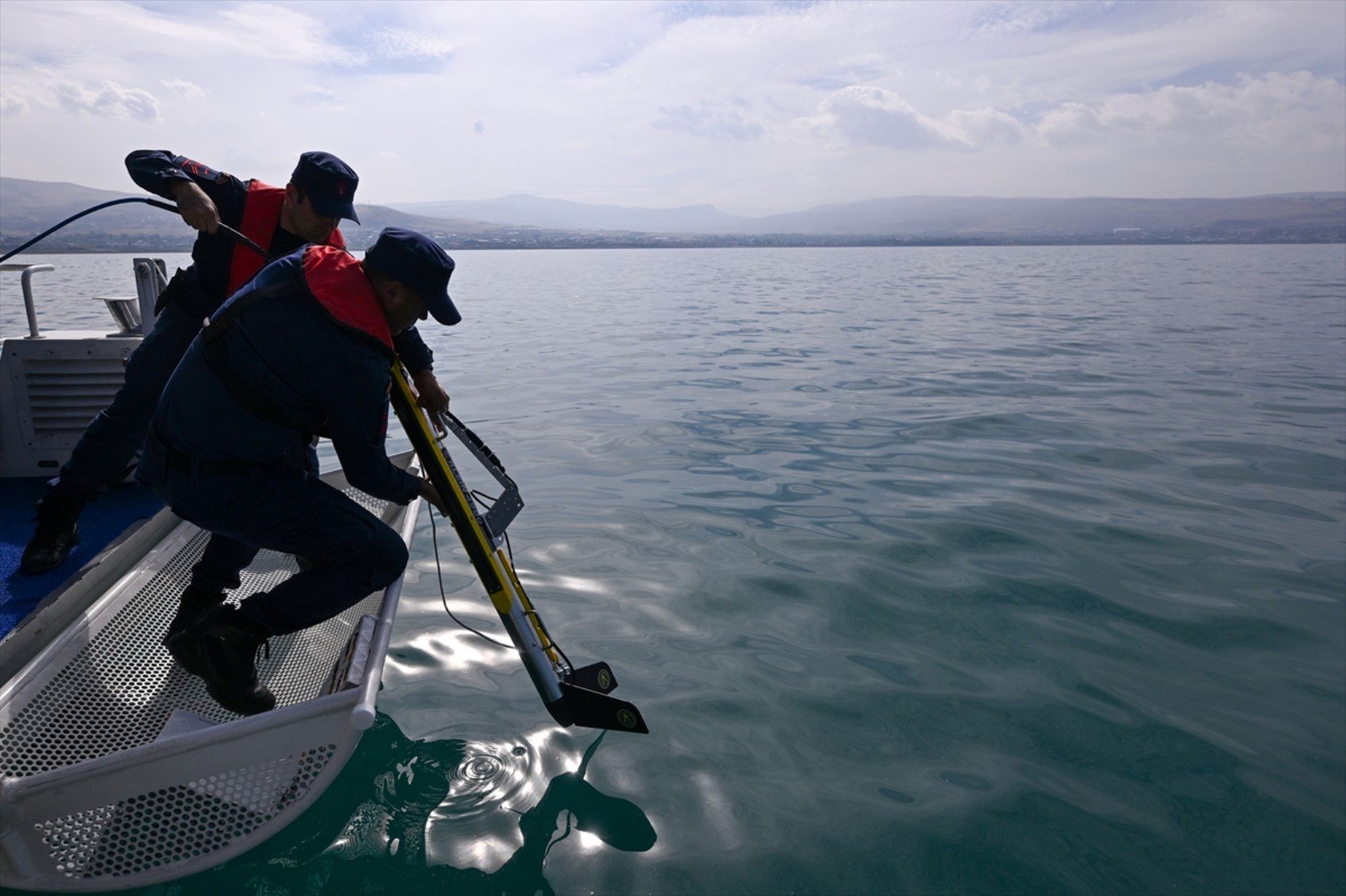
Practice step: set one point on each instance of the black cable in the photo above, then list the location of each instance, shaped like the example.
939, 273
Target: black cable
119, 202
443, 598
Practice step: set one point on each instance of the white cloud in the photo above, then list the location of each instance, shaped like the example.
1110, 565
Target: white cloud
1280, 111
11, 104
184, 89
109, 100
874, 116
774, 107
713, 120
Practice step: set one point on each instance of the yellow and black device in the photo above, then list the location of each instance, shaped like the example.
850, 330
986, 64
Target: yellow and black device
572, 696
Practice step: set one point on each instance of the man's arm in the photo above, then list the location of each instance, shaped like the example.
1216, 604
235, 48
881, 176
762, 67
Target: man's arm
419, 361
354, 397
197, 188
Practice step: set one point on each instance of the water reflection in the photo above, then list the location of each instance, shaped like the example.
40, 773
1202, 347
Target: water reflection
457, 815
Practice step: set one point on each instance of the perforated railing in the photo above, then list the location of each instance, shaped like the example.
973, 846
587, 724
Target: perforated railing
116, 690
181, 822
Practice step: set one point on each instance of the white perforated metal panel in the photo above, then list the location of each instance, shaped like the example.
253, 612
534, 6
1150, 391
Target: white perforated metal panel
107, 690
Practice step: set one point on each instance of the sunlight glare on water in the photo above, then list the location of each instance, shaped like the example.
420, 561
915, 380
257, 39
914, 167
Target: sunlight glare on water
987, 571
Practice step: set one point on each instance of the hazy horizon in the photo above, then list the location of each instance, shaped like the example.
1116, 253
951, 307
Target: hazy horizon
753, 108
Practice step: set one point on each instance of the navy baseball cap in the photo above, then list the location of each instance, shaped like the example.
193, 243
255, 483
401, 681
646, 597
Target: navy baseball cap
329, 184
415, 260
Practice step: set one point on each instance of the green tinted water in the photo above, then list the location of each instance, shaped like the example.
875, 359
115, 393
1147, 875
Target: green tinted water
978, 571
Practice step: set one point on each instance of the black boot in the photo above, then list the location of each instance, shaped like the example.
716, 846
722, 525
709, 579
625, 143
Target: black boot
192, 607
57, 533
221, 649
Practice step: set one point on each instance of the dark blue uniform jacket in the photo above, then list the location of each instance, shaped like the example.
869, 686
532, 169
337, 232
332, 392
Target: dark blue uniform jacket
317, 371
157, 171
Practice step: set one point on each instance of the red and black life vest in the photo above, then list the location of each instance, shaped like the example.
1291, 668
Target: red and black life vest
338, 282
259, 222
342, 288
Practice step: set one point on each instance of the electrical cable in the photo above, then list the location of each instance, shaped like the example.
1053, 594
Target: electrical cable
119, 202
443, 596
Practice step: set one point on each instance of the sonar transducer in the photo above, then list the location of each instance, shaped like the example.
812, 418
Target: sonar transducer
572, 696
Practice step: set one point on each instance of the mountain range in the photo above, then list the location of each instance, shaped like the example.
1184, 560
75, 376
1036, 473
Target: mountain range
30, 206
◆ ◆ ◆ ◆ ◆ ◆ ◆
Goal → Copy the records from the line containing "Practice step: set one point on each instance of the mountain" through the end of the records, inclusive, substituting "mountain ridge" for "mountain range" and leaving everything else as it is.

Answer to the exercise →
Practice step: set one point on each instance of the mountain ridge in the photo above, then list the location of each instance, shaped like the example.
1184, 560
75, 376
1036, 473
Target: mountain ridge
30, 206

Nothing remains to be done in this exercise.